→ **WHAT TO WORK ON**
• 1. In the law firm panel guide, which internal stakeholders may the project team include?
• 2. From the law firm panel guide, return the stretch from "Providing firms with" through "of the engagement.".
• 3. Resume the law firm panel guide from the point where it stops.

→ **READING PASSAGE**
· · ·

How to Establish a Panel of Preferred Law Firms: 7 Best Practices for In-House Legal Teams

How to establish a panel of preferred law firms

Establishing a panel can be a powerful tool for streamlining your legal operations — and getting better work from your law firms in the process.

PERSUIT’s Legal Advisory Team has worked with several in-house teams on panel projects in recent months. As we’ve seen in those projects, there are a few steps you can take to set yourself up for success when establishing a panel.

Here are seven best practices our team recommends when establishing a panel of preferred law firms.

Want to know more about how to improve your legal operations? PERSUIT is how leading in-house legal teams make data-driven decisions when engaging and working with law firms. Learn more about PERSUIT.

1. Define your objectives

A panel is a tool and the first critical aspect that should be understood is what objectives your organization is looking to achieve. For example, the goal may be identifying and establishing a set of firms with the expertise and experience in a particular practice area, jurisdiction, or scope.

It is also vital to establish a project team of internal stakeholders. This may include internal attorneys, legal operations, and procurement if necessary. Ensure your stakeholders are aligned on the panel objectives at the outset.

2. Define the scope of the panel

The next step is defining the scope of your panel. It is crucial that you have a thorough understanding of your own work to ensure that you are able to best inform and instruct the potential panel firms on your outside counsel needs.

Providing firms with context for your panel, such as the team and work structure for your legal needs, the nature of matters, historical or projected volume, as well as expectations for the panel firms, are vital. It is also important to understand the current landscape, the firms currently being used, how the work is allocated across outside counsel, and what policies, procedures, and internal architecture is in place that may impact the implementation of a panel.

3. Structure the panel

The next step is to start thinking about the structure of the panel. Once your organization has a firm grasp of the current landscape and what you expect to achieve and improve by establishing a panel, it is time to build out the structure of the engagement.

Defining your panel structure enables your organization to ensure that the panel structure is tailored to your organization’s objectives and scope. It also empowers you to compare and contrast the potential outside counsel providers.

This is your opportunity to define exactly what you need from your providers. While the best practice is to never limit your discounts, don’t be afraid to really hone in on additional value adds, such as accessibility to a hotline, free consultations, or a commitment to a free secondment!

Some key things to consider could be:

  • What pricing structures do you want to capture?

· · ·

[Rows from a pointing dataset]

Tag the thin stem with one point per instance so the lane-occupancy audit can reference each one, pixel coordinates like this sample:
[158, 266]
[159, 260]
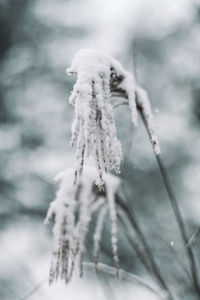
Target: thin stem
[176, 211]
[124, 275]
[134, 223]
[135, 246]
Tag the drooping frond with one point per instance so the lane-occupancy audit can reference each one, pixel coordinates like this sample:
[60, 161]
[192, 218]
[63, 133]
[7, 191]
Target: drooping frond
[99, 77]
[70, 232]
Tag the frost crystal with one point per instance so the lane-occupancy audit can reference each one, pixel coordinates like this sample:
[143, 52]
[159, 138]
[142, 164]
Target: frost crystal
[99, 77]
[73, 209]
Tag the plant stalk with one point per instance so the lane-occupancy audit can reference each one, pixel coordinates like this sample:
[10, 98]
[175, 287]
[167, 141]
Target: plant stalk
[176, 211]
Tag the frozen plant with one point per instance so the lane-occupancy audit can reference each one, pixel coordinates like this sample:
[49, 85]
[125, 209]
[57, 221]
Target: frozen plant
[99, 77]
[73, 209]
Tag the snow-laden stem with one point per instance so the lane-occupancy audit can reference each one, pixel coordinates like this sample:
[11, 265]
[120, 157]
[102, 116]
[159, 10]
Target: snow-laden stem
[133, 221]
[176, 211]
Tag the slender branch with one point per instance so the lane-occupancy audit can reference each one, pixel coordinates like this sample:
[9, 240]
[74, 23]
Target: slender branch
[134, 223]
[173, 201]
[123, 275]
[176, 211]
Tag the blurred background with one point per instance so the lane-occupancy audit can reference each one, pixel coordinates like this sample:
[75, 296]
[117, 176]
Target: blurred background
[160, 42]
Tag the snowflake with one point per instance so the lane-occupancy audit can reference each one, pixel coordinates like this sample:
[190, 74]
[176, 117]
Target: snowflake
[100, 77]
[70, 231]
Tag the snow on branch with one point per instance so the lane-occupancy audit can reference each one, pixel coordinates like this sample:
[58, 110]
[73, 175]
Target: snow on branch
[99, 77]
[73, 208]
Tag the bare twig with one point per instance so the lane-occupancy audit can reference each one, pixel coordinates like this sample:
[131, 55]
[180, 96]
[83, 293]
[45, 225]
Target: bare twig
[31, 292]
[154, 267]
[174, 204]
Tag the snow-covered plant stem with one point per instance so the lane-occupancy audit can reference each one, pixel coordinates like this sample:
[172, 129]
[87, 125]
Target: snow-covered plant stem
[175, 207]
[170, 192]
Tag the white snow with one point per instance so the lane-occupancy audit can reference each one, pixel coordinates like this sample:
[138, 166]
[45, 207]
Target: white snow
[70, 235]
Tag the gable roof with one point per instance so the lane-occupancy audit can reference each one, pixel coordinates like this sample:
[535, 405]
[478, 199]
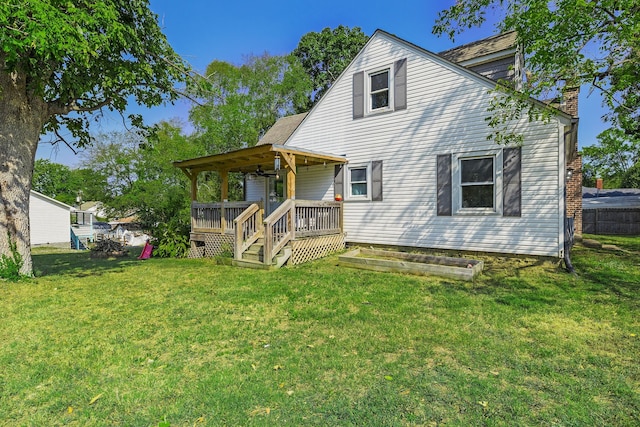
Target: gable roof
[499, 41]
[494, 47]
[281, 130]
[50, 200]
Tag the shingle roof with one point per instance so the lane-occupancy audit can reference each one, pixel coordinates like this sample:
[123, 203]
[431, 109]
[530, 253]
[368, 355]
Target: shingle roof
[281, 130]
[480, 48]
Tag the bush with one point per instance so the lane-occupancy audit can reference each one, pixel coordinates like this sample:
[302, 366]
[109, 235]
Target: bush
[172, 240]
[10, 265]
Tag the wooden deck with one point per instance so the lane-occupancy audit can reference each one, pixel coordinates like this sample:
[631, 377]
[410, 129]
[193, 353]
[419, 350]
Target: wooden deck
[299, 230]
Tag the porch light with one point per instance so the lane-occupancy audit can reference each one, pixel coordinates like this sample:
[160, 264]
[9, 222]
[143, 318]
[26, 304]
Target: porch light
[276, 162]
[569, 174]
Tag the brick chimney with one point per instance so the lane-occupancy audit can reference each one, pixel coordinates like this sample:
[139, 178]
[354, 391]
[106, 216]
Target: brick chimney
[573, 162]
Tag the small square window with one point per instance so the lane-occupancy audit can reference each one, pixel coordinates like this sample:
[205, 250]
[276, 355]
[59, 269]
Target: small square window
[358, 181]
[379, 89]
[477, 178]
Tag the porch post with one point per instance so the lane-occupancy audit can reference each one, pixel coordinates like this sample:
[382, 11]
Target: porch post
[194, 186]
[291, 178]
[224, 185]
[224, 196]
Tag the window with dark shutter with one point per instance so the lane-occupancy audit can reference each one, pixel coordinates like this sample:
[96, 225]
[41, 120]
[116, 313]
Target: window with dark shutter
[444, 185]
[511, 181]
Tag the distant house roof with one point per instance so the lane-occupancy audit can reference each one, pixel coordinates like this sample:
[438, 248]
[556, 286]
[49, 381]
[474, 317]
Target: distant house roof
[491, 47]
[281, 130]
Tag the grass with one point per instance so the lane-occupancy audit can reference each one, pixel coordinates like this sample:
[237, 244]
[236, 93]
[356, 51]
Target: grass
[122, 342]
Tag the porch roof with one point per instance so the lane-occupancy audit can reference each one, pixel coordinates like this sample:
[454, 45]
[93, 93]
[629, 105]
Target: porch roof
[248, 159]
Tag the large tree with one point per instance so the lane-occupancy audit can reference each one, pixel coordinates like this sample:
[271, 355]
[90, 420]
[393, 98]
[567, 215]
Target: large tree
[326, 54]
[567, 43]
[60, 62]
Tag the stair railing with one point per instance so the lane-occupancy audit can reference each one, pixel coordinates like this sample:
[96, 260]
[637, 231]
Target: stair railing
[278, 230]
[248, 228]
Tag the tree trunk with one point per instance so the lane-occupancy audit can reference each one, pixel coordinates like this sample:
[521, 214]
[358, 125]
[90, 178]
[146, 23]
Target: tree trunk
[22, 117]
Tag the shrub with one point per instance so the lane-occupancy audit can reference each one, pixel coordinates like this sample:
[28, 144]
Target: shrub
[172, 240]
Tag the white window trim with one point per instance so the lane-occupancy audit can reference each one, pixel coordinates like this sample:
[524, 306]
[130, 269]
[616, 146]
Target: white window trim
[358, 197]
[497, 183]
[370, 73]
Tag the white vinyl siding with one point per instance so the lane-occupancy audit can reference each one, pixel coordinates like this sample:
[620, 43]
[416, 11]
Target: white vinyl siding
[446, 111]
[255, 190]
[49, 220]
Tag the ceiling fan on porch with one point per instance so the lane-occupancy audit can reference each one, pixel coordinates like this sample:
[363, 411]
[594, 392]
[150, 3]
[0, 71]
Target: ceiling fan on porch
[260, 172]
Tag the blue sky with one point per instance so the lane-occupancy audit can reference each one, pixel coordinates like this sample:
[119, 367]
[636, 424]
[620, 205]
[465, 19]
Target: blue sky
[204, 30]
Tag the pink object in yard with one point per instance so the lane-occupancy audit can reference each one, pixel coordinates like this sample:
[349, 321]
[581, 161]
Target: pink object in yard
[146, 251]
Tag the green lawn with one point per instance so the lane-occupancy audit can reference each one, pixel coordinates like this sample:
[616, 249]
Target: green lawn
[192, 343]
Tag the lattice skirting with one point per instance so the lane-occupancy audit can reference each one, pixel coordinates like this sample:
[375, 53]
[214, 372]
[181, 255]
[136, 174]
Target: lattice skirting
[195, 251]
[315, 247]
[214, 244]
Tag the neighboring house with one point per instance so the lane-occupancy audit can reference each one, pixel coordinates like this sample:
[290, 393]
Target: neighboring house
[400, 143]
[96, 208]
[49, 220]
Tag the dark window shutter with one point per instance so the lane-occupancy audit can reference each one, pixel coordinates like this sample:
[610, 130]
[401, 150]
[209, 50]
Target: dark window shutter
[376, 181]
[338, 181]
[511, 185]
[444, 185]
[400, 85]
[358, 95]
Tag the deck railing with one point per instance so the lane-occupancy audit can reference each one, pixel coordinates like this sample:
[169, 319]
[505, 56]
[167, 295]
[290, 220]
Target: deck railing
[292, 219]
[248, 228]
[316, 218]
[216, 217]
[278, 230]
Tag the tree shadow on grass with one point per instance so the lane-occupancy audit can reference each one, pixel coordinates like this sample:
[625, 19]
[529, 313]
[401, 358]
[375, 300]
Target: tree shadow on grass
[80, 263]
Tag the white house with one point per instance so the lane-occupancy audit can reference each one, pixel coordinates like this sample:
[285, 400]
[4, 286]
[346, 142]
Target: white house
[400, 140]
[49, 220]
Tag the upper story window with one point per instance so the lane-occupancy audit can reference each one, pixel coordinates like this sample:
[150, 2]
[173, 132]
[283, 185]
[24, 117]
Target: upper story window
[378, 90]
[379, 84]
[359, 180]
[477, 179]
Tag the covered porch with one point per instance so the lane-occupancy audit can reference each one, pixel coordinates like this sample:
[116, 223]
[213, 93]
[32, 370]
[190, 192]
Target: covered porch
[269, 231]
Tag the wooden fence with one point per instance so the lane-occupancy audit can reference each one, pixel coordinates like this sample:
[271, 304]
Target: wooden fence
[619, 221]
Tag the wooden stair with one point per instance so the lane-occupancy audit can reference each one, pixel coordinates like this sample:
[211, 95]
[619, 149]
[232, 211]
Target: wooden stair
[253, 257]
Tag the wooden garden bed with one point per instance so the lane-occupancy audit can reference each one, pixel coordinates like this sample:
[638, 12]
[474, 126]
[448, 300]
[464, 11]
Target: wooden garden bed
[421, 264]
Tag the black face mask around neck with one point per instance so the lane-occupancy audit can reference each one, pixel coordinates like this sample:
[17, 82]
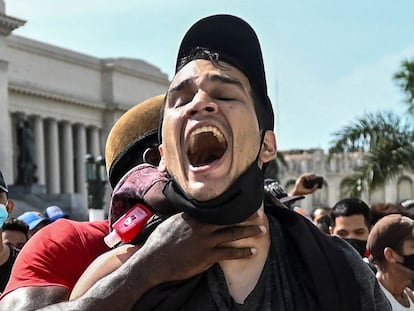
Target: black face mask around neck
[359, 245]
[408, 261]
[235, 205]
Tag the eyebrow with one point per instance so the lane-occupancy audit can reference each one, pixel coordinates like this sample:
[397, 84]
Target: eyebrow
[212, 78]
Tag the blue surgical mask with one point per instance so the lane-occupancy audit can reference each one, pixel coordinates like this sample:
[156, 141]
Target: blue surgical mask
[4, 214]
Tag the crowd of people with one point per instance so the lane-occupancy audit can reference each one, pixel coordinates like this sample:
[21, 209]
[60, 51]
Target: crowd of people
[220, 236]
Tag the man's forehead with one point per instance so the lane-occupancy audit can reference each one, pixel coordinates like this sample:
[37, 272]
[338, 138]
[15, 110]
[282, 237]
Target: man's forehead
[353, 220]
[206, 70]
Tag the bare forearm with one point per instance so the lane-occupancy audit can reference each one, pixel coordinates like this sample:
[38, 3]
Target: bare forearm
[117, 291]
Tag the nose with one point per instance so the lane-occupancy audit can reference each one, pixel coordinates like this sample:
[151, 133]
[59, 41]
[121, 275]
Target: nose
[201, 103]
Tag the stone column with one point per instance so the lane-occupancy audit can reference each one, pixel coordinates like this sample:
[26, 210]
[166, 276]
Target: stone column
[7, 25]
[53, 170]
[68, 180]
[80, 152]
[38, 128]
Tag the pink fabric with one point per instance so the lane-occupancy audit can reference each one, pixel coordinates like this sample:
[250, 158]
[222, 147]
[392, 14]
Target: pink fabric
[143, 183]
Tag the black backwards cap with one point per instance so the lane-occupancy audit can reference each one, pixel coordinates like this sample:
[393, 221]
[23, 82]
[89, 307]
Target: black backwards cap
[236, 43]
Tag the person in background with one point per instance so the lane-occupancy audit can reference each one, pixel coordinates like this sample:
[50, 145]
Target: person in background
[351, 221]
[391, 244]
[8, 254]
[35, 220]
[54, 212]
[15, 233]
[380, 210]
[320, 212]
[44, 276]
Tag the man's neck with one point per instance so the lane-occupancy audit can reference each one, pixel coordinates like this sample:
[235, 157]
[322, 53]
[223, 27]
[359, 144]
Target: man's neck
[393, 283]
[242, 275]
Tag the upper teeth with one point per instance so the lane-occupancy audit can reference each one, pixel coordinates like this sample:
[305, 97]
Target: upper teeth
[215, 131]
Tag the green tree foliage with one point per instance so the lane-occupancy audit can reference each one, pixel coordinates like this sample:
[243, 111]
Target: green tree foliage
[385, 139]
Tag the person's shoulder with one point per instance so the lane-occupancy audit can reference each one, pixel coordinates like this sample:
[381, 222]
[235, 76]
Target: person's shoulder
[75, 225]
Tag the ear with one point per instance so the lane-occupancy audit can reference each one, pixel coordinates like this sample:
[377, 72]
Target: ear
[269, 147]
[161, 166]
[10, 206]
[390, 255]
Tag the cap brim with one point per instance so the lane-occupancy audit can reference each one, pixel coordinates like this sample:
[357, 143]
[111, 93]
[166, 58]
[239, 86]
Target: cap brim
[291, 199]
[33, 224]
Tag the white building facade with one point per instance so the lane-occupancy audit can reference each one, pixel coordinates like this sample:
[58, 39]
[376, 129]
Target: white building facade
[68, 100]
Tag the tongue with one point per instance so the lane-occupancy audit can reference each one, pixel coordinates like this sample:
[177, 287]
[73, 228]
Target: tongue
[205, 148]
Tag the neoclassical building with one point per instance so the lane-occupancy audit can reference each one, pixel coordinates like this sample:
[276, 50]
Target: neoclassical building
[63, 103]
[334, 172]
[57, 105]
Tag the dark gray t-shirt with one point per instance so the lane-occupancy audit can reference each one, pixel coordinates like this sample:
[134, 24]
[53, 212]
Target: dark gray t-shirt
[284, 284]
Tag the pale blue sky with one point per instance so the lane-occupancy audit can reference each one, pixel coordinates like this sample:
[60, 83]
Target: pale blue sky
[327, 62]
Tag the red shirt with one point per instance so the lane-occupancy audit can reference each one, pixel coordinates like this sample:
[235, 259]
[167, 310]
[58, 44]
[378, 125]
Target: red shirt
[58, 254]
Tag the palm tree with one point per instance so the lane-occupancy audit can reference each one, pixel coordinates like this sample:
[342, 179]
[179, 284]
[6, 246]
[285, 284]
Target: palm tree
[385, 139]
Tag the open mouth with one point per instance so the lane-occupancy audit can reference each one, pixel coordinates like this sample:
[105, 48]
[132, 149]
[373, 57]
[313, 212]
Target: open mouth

· · ·

→ **THE ANSWERS**
• 1. Internal attorneys, legal operations, and procurement if necessary.

• 2.
Providing firms with context for your panel, such as the team and work structure for your legal needs, the nature of matters, historical or projected volume, as well as expectations for the panel firms, are vital. It is also important to understand the current landscape, the firms currently being used, how the work is allocated across outside counsel, and what policies, procedures, and internal architecture is in place that may impact the implementation of a panel.

3. Structure the panel

The next step is to start thinking about the structure of the panel. Once your organization has a firm grasp of the current landscape and what you expect to achieve and improve by establishing a panel, it is time to build out the structure of the engagement.

• 3.
    • Baseline expectations are hourly rates by title or timekeeper
    • Value-added services
    • Volume discount structures
    • Alternative panel pricing models
  • What is the desired length of engagement?
  • How do you want to segment your panel engagements?
    • What are the practice areas?
    • What are the jurisdictions?
    • What are the currencies?
    • What level of granularity do you want in the timekeeper rates?
    • What law firm tier groups do you have?
  • What are the key considerations and other qualitative aspects that are crucial for your organization to assess and evaluate potential firms?
    • Key team members or relationship partners
    • Expertise in that specific area
    • Capacity and capability to cover the work
    • Project management and technology capabilities

4. Set measurable and actionable targets and evaluation criteria

Once you’ve established the baseline framework, it is time to go back and identify key evaluation metrics to guide your assessment and selection of firms for the panel. The goal of this exercise should be to outline the most important factors for the selection of your outside counsel panel firms.

These metrics and evaluation criteria should align with the objectives set forth above as well as any larger organizational or company-wide goals.

Example evaluation criteria:

  • Competitiveness of rates
  • Jurisdictional coverage
  • Practice area coverage
  • Expertise and bench strength
  • DEI and ESG KPIs

5. Operationalize your panel and work on change management

Once you’ve decided to establish a panel, you’ll need to set a framework or business guidelines for how and when work will be offered to the panel firms. Some questions to ask during this process are:

  • For which matters can the engaging attorney single source a panel firm? For example, you may empower your team to single source matters that are under $20K in expected spend and require a turnaround of 2-3 days.
  • For which matters should the engaging attorney run a matter-level RFP process? For example, you could decide that matters over $50K in expected spend, have unique complexity, or an unfamiliar jurisdiction should go through an RFP.
  • If applicable, how will active or legacy matters be transitioned to new panel members?

Ensure that engaging lawyers are bought into this framework, that it aligns with your panel objectives, and that your internal matter intake systems and processes would enable execution.

6. Run a competitive RFP process for panel selection

Running a competitive RFP Process is a great way to ensure you are getting the best market rates ahead of time to compare and contrast the expertise and additional value adds of your participating firms and make informed decisions that result in better outcomes.

Consider inviting your incumbent firms, industry specialists, diverse-owned firms, and even firms you haven’t worked with before that are eager for opportunities to pitch for your work.

This competitive RFP process can be repeated upon renewal or refresh of the panel at the end of each panel period (for example, every three years).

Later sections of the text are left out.